> Extrait de page:
****************
Les hommages et les expos

Les artistes illustrateurs ou infographistes ont souvent abordé l'univers de Tintin. Tous ne sont pas auteurs de BD mais proviennent de secteurs divers des arts appliqués. Plusieurs manifestations se sont déroulées depuis la mort d'Hergé réunissant un large éventail de créateurs plus ou moins célèbres : graphistes de publicité, auteurs de BD, artistes contemporains. Les productions qui ont surgit de ses manifestations ont été parfois publiées dans des revues ou des catalogues.
En 1979, une importante exposition officielle tourna dans de nombreux pays : le musée imaginaire de Tintin. Conçue et réalisée notamment par Pierre Sterckx, elle montrait au public l'étendue des sources documentaires qu'utilisait pour réaliser ses albums. L'art primitif y tenait une place importante. De cette exposition a été tirée un remarquable album dans lequel Hergé nous explique comment naît une histoire de Tintin. Peu de temps après la mort d'Hergé, cette exposition arriva à Barcelone à la Fondation Miro. Les organisateurs ajoutèrent une autre rassemblant des hommages graphiques à Hergé. Cet ensemble constitue à mes yeux la meilleure manifestation organisée autour d'Hergé. Un remarquable catalogue a été édité pour cette occasion. Aujourd'hui épuisé, cet ouvrage est très recherché des collectionneurs.
****************
> Liste des consignes:
a – Répondez à ces questions sur l'extrait consacré à Tintin :
(i) D'où viennent les artistes qui ont traité l'univers de Tintin, quand ils ne sont pas auteurs de BD ?
(ii) En quelle année l'exposition « le musée imaginaire de Tintin » a-t-elle commencé à tourner ?
(iii) Dans quel lieu de Barcelone cette exposition est-elle arrivée ?
b – Poursuivez l'extrait consacré à Tintin à partir de sa dernière phrase.
Les données plus bas n'ont rien à voir avec ce travail.

> Données fournies:
****************
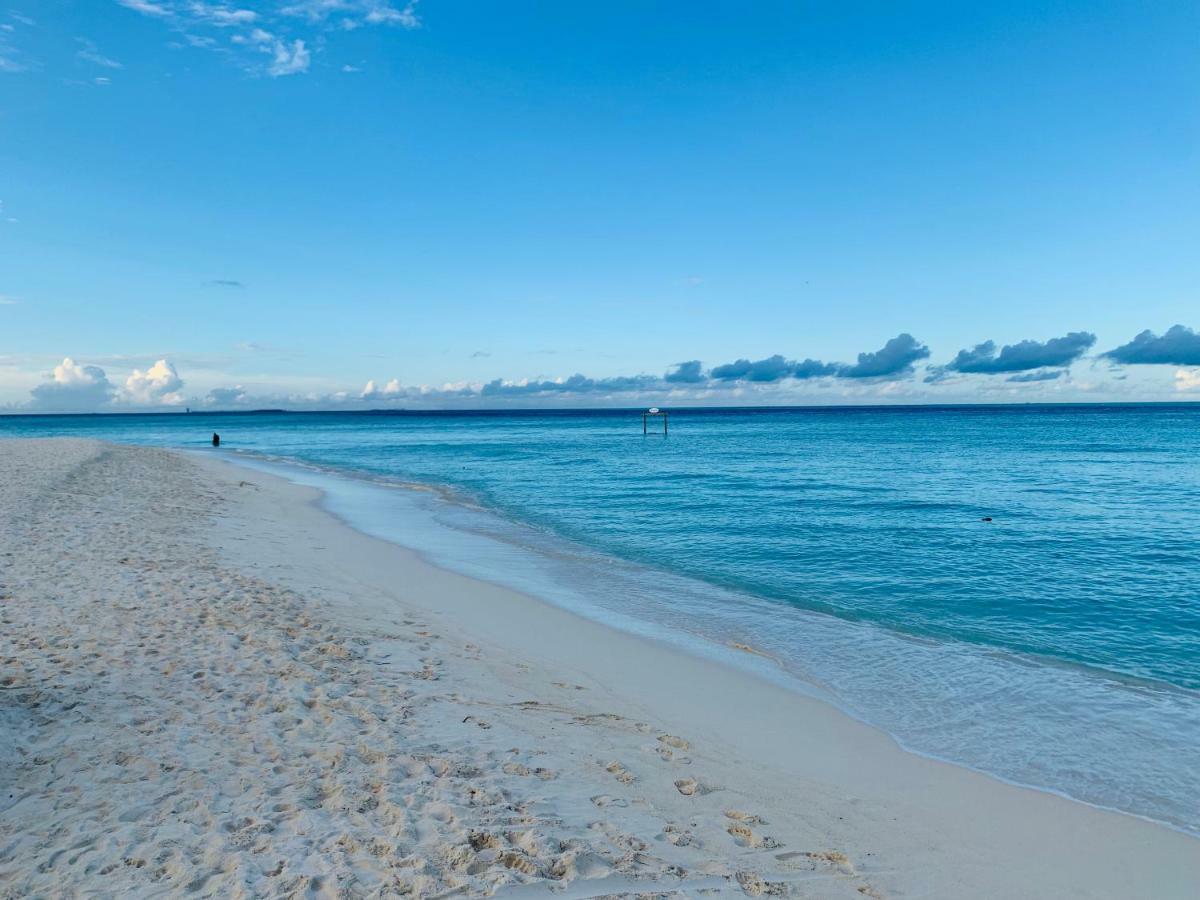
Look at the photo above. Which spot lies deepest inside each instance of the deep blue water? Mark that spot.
****************
> Réponses aux consignes:
a –
(i) De secteurs divers des arts appliqués.
(ii) En 1979.
(iii) À la Fondation Miro.

b –
Une autre exposition tournante, "Hommage à Tintin," organisée en 1985 par la région Nord-Pas de Calais à rassemblé une quarantaine d'artistes contemporains. Il s'agit surtout d'artistes peintres et on retrouve moins d'oeuvres "graphiques" qu'à l'expostion "Tintin a Barcelone". Un catalogue est aujourd'hui la seule trace de ses oeuvres qui ont retrouvé pour la plupart leur auteur. Objet rare !
Une autre exposition a laissé un catalogue rare "Les traces de Tintin dans l'imaginaire". Exposition à Tournai regroupant une majorité de plasticiens en 1987 .

En dehors des milieux artistiques professionnels, les expositions sur le thème de Tintin sont très rares. Aujourd'hui avec les exigences commerciales et esthétiques de Moulinsart, des expériences comme le "Corso fleuri" (défilé de chars fleuris) de la ville de Sélestat seraient immédiatement refusées. Cette manifestation locale organisée chaque année en Août avait retenu en 1986 l'univers de Tintin . La ville de Sélestat a d'ailleurs reçu l'exposition tournante "Le musée imaginaire de Tintin"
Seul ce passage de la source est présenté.